◆ WRITTEN TASK:
Count the lines in the records below that contain the string "fabric", treating case as significant, and reply with only the number.

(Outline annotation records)
══════
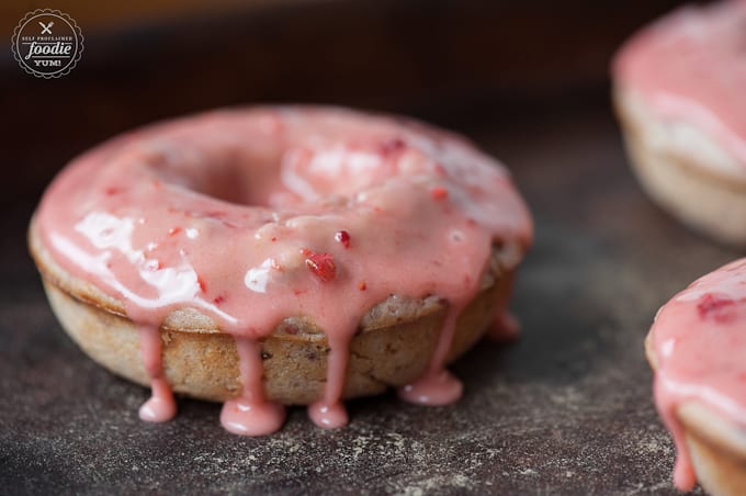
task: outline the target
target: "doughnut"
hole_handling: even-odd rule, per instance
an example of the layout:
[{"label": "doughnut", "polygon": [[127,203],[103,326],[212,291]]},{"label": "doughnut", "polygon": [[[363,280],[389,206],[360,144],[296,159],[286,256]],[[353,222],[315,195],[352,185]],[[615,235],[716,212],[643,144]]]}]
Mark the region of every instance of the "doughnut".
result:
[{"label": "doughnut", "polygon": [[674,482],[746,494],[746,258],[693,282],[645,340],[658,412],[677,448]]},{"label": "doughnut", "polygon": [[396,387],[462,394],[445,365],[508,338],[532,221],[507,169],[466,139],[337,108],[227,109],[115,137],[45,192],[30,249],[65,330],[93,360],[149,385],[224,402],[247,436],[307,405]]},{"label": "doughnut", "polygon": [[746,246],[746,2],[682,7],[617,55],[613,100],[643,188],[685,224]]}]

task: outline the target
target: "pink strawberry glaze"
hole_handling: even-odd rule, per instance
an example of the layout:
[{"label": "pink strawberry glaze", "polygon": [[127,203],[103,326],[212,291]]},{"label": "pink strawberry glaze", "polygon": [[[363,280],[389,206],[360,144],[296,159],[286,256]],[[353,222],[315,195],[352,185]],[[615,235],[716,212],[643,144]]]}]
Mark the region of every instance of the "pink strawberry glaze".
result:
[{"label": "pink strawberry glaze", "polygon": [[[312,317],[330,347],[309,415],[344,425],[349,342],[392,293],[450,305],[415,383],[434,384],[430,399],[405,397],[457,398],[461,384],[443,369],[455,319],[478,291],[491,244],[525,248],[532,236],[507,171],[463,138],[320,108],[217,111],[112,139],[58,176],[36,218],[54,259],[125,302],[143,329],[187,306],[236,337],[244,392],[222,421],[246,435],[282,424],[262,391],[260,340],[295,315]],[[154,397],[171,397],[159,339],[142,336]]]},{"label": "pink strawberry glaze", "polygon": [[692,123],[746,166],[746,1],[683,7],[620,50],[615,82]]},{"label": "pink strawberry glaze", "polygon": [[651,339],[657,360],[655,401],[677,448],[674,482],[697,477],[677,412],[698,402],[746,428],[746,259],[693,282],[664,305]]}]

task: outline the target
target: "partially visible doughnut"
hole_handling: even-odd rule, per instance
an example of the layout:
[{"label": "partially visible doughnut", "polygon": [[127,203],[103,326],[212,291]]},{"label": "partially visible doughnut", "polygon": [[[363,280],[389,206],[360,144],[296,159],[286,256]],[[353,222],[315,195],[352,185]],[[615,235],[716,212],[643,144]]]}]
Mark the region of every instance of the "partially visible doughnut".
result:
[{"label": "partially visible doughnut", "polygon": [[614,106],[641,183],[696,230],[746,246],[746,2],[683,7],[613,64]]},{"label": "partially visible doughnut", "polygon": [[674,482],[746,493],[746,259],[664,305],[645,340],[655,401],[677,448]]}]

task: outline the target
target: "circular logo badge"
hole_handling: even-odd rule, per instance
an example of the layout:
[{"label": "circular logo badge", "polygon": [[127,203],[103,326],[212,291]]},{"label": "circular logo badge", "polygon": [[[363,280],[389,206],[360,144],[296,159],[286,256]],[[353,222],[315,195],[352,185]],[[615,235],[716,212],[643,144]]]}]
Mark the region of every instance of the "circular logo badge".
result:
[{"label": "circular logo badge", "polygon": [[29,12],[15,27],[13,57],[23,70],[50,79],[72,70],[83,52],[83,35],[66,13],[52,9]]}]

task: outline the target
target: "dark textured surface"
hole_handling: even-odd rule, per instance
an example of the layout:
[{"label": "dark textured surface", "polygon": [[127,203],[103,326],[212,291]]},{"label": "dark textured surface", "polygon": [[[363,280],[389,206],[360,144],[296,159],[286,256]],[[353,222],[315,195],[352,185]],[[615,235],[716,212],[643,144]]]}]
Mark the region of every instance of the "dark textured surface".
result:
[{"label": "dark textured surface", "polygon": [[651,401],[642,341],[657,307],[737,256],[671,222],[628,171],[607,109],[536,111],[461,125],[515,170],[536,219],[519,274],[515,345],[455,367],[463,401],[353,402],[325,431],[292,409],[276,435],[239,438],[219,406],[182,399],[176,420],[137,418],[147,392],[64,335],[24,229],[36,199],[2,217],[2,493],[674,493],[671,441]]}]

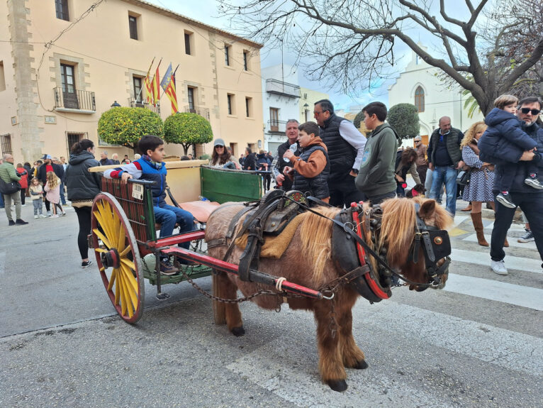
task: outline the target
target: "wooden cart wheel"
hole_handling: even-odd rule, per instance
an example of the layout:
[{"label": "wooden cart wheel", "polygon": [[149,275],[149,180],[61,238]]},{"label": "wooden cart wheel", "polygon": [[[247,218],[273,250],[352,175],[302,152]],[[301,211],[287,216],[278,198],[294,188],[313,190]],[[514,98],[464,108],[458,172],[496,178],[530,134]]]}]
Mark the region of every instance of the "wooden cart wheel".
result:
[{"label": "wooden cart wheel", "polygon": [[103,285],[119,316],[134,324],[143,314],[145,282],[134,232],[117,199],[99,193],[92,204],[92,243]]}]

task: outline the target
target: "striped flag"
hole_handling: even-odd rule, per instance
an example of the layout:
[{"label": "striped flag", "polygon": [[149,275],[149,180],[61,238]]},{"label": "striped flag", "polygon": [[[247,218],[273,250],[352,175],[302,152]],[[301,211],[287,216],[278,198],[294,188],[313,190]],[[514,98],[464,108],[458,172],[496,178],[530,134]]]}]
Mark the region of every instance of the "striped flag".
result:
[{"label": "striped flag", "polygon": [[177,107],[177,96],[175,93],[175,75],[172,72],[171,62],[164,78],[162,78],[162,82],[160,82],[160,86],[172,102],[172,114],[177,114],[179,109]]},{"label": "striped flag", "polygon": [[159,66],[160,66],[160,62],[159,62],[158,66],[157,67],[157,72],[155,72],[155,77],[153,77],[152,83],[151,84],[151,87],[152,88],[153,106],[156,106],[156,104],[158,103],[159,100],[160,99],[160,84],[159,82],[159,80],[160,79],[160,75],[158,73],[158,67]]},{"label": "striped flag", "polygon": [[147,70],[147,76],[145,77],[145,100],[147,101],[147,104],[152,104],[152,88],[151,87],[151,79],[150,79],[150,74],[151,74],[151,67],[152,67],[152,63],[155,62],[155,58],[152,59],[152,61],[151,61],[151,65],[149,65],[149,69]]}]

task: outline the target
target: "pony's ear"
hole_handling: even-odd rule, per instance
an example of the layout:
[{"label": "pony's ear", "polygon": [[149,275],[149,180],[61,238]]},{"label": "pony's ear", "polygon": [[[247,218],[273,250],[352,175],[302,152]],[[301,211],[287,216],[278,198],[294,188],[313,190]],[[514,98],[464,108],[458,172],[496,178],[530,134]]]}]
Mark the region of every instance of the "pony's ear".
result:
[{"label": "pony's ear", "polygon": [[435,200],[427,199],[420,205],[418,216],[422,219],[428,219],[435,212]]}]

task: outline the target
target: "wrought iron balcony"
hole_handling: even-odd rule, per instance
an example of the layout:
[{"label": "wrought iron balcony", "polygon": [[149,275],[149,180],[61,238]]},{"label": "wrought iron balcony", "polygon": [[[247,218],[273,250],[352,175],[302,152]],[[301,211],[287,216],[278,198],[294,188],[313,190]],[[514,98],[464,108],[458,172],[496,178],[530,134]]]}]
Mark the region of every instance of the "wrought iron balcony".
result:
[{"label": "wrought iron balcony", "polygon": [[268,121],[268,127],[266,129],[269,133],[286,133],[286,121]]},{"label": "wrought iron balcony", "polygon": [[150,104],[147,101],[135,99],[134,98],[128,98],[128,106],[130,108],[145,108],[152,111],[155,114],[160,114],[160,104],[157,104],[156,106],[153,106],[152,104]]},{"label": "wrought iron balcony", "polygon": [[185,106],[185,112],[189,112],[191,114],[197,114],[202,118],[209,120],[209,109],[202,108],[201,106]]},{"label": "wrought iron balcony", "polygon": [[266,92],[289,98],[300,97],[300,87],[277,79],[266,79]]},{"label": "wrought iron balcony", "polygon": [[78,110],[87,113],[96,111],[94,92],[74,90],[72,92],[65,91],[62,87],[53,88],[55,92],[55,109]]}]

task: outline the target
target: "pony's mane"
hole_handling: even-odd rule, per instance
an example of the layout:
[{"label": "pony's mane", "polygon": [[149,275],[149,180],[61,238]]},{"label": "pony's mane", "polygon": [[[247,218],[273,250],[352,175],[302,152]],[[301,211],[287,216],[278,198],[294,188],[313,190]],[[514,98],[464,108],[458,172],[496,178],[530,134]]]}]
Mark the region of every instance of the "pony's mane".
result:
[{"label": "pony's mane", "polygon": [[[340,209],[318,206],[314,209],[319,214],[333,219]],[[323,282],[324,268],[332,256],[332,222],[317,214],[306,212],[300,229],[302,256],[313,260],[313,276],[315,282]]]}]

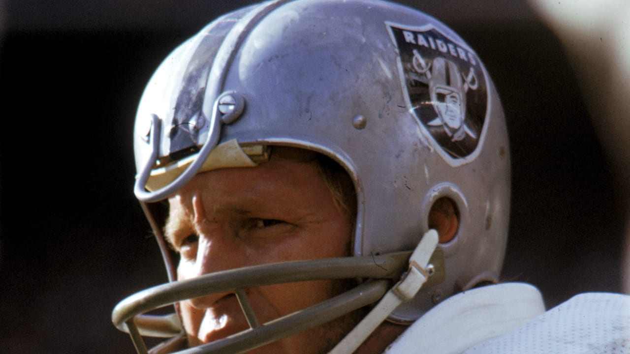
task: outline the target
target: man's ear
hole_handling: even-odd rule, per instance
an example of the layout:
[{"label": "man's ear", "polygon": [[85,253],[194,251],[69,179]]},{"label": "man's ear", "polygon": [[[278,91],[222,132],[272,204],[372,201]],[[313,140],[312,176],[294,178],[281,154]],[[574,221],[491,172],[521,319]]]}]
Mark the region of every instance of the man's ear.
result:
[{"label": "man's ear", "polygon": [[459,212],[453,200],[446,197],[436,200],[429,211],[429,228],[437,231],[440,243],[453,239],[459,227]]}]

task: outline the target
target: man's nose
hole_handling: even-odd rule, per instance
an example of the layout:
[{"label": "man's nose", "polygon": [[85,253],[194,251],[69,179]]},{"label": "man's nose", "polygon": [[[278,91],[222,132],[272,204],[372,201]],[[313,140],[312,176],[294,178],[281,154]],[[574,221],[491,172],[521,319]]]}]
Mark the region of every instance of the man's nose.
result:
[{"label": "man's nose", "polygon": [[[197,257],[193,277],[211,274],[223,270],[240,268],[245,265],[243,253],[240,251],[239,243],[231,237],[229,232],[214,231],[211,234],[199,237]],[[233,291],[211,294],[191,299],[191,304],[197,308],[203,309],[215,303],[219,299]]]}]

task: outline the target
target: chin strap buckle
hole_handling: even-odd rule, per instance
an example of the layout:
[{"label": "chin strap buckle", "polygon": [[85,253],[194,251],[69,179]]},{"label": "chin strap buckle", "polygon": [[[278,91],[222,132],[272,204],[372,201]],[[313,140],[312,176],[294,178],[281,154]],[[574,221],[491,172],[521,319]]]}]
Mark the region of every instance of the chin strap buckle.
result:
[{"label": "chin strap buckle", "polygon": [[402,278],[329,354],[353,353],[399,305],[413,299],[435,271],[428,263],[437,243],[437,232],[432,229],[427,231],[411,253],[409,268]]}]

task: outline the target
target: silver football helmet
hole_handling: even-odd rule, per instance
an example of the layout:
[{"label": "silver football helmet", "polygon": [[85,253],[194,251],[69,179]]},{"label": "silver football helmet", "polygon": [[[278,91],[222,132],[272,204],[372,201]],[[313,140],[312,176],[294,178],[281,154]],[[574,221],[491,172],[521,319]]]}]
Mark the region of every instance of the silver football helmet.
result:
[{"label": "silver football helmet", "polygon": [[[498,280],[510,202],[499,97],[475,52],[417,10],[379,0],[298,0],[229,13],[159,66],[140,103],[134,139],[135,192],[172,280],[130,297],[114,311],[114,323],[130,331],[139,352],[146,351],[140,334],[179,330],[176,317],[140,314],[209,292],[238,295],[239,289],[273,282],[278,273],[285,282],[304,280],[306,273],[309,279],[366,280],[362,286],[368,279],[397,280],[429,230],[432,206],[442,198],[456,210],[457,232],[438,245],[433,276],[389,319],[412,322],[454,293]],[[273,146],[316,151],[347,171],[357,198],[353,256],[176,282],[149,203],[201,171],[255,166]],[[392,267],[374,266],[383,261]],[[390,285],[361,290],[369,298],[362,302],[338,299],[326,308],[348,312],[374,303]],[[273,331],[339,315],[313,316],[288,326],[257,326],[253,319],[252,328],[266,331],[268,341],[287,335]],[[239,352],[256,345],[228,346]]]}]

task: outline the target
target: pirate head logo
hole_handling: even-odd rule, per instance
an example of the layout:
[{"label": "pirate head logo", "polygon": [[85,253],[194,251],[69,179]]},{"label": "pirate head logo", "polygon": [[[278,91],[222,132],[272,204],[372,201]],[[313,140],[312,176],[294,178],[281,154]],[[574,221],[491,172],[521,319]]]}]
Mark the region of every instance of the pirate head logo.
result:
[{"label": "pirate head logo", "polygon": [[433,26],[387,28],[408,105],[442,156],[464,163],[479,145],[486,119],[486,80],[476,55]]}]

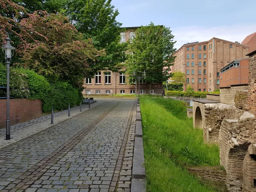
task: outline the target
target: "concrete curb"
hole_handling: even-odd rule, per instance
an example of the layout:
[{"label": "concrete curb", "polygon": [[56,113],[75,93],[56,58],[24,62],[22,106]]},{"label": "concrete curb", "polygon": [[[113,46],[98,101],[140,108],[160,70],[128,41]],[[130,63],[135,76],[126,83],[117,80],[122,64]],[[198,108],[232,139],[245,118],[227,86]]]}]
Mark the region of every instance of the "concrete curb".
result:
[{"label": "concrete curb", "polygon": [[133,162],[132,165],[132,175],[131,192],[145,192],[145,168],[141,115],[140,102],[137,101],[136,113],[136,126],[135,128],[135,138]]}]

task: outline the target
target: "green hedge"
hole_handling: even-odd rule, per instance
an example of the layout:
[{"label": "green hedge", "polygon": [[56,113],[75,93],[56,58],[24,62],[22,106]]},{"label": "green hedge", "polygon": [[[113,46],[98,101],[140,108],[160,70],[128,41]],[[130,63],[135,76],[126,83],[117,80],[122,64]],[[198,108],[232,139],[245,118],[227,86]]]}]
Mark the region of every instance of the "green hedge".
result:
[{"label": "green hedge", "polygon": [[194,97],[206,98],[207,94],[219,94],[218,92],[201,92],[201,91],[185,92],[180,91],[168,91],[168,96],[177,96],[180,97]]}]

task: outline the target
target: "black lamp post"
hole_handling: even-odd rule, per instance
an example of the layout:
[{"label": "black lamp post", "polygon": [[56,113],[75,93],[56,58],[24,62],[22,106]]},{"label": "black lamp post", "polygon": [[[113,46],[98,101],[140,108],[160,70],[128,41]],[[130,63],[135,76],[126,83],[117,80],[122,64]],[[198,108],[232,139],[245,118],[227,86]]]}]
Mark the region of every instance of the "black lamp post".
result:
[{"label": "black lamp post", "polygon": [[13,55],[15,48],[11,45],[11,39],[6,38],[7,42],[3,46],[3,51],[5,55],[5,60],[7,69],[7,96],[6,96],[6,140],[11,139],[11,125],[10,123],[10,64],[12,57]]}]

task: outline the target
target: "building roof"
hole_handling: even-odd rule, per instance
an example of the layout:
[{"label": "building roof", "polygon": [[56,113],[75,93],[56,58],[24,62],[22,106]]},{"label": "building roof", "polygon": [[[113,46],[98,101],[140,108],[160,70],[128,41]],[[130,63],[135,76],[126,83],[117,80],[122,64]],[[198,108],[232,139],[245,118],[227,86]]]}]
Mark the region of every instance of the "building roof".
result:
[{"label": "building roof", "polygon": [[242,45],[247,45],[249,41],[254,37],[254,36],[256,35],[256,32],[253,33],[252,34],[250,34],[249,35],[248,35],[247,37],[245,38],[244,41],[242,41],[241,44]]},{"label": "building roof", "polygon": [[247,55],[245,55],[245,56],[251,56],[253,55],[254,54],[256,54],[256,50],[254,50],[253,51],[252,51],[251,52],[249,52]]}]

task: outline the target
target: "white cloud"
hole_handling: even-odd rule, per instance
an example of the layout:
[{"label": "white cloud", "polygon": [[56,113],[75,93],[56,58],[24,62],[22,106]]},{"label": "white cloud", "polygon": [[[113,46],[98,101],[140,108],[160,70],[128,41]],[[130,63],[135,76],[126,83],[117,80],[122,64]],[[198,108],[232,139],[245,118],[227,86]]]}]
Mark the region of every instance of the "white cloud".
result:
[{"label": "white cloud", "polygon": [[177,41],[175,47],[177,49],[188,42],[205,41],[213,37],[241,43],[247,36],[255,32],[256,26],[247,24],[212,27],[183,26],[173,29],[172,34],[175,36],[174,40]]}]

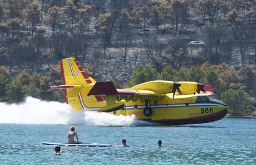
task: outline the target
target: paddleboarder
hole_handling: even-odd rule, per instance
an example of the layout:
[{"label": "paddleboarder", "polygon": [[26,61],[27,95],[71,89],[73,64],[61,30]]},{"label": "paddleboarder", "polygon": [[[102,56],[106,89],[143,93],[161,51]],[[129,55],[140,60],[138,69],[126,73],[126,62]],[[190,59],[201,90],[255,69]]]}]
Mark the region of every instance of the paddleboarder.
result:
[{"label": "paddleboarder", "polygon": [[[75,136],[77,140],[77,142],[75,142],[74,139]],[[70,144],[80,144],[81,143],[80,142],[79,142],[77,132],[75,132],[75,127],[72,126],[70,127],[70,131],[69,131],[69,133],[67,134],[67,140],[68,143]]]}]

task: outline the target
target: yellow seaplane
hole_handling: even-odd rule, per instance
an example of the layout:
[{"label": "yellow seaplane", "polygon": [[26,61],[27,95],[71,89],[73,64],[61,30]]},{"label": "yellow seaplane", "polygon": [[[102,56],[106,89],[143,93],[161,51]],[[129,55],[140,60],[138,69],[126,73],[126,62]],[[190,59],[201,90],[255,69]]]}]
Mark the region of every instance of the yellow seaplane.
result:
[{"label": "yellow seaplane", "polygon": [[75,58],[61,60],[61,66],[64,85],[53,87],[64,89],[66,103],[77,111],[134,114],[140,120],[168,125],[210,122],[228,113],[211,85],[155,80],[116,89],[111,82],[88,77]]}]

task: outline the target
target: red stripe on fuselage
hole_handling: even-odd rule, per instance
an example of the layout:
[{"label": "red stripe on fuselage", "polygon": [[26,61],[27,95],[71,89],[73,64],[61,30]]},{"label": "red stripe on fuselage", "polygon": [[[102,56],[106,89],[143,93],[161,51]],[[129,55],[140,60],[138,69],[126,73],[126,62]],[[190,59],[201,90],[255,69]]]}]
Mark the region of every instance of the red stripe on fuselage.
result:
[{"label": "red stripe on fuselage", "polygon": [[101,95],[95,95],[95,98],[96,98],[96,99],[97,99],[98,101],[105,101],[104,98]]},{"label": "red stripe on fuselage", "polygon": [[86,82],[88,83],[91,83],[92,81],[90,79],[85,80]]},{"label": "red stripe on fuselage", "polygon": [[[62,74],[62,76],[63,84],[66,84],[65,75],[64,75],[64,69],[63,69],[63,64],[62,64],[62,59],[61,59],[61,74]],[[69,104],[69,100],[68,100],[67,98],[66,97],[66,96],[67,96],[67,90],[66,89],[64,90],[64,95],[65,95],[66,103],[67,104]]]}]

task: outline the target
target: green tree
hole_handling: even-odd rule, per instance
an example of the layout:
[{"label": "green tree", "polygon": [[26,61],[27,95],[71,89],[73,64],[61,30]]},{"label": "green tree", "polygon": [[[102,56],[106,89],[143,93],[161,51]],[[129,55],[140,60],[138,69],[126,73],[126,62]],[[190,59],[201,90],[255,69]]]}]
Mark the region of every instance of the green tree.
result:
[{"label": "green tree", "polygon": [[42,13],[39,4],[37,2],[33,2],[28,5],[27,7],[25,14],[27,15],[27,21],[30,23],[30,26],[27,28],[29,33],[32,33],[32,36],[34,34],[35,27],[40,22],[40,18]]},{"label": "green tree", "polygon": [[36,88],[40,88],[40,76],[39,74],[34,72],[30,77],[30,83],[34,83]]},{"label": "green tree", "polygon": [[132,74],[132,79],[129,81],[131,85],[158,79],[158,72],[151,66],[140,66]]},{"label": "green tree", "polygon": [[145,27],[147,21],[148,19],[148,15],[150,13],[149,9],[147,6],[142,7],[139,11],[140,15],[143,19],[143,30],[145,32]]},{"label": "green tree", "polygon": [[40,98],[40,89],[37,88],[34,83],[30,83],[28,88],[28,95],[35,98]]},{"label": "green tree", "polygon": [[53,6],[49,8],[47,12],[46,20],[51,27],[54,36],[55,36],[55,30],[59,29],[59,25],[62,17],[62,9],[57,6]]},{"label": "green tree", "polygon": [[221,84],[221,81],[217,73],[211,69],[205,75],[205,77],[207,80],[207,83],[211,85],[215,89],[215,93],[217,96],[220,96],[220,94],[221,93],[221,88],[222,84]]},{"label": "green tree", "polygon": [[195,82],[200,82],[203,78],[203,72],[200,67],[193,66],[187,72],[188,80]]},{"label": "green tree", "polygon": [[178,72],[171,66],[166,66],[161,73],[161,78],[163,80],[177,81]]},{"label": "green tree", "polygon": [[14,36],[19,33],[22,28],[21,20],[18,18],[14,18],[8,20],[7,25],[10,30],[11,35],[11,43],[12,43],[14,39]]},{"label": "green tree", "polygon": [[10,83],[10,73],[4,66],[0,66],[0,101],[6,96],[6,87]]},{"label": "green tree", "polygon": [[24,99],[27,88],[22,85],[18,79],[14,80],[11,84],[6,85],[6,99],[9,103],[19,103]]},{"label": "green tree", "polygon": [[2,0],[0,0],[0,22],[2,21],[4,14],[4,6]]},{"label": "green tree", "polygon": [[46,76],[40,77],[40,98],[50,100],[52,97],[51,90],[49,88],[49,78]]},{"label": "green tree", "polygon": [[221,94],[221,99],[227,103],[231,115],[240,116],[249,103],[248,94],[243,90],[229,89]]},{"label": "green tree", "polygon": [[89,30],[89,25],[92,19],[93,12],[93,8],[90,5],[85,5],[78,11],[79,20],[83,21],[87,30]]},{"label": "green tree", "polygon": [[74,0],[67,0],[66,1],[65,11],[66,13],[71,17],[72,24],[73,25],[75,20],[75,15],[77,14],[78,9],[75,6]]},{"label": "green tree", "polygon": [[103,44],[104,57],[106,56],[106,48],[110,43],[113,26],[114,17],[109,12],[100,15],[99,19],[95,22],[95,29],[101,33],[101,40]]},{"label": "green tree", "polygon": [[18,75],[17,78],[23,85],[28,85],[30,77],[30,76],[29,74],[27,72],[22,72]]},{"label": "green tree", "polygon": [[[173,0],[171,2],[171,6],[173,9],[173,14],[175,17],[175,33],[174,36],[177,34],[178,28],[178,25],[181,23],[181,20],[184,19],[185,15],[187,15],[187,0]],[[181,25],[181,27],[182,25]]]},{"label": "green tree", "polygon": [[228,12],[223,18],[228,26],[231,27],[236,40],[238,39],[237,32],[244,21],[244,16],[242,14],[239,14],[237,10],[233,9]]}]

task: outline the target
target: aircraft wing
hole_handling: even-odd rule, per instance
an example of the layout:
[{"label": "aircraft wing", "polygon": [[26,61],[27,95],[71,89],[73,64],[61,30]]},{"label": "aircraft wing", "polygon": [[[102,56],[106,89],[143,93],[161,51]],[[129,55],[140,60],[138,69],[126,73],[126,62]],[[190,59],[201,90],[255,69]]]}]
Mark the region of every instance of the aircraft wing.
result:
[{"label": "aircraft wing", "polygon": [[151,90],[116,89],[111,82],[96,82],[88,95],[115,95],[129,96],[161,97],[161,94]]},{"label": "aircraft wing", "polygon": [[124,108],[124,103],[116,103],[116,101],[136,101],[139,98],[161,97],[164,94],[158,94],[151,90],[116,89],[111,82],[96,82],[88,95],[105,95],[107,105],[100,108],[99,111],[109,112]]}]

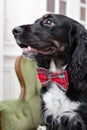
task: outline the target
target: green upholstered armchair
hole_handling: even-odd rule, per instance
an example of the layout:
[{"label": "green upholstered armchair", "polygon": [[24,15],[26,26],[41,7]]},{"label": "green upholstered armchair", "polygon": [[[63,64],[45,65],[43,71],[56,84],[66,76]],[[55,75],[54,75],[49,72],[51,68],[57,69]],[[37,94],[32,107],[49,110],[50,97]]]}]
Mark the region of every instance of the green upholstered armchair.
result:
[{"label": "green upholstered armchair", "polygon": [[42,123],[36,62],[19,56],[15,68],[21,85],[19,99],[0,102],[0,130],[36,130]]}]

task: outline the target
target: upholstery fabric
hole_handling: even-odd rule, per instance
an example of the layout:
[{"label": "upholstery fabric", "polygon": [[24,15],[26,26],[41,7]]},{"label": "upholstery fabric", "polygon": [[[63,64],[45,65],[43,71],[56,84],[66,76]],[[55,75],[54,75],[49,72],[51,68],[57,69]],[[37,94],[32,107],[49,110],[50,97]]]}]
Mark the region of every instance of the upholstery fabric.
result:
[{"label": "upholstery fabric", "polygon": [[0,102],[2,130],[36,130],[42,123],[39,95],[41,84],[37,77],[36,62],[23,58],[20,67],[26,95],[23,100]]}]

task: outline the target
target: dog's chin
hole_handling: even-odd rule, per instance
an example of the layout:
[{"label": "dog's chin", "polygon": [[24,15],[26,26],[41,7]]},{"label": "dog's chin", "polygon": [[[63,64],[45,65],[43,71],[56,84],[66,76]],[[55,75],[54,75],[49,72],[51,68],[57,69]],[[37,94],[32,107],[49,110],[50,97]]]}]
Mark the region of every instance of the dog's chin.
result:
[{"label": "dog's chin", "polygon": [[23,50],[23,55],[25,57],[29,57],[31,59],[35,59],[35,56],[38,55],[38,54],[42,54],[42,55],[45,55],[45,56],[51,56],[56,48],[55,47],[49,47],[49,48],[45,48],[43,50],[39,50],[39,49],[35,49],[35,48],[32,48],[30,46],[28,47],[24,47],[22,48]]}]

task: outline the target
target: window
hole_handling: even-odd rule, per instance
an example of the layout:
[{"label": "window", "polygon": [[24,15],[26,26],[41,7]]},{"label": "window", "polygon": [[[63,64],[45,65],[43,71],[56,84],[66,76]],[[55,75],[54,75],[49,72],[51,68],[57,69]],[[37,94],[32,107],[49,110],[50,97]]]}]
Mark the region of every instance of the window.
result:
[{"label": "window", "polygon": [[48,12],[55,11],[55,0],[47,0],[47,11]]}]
══════
◆ SOLVED EXERCISE:
4